Ms. Rubin began her teaching career at her alma mater, Andrew Jackson High School in Queens. She was always fascinated by the natural world and inherited her mother’s love of animals. Ms. Rubin received her Bachelor of Science degree at Buffalo State and Master of Arts from Hunter College. In 1980, she left teaching for a successful career in the world of photography where she developed a series of advertising campaigns and books of babies dressed in animal costumes.
After a 17-year hiatus, she returned to teaching biology. Ms. Rubin received a fellowship from the Columbia University College of Physicians and Surgeons where she worked in a molecular biology lab studying transposons (jumping genes). She is a co-author of a paper as a result of that work published in the Proceedings of the National Academy of Science.
An avid reader, she also enjoys 60’s music and recently received the Ten Year Award from Memorial Sloan-Kettering Cancer Center where she volunteers in Pediatrics. Ms. Rubin received the prestigious “Teachers Who Make a Difference Award” from the New York Times.
This year, Ms. Rubin was named a Howard Hughes Medical Institute Fellow at the Dolan DNA Learning Center where she will work on Biotechnology lessons for NYC teachers.
This is Ms. Rubin's 24th year teaching biology.

_SOURCE MATERIAL_:
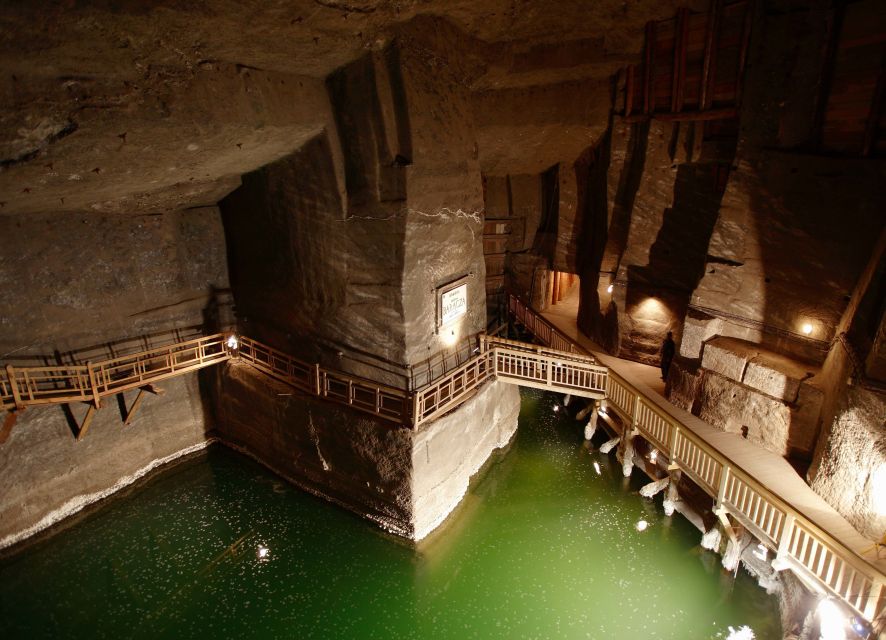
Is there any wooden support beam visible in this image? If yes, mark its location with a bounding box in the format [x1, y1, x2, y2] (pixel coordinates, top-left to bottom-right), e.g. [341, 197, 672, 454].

_WORK REQUIRED_:
In the profile of Ms. Rubin, copy everything from "An avid reader, she" down to "New York Times.", swapping "Pediatrics" for "Oncology".

_OUTPUT OF THE EXERCISE_:
An avid reader, she also enjoys 60’s music and recently received the Ten Year Award from Memorial Sloan-Kettering Cancer Center where she volunteers in Oncology. Ms. Rubin received the prestigious “Teachers Who Make a Difference Award” from the New York Times.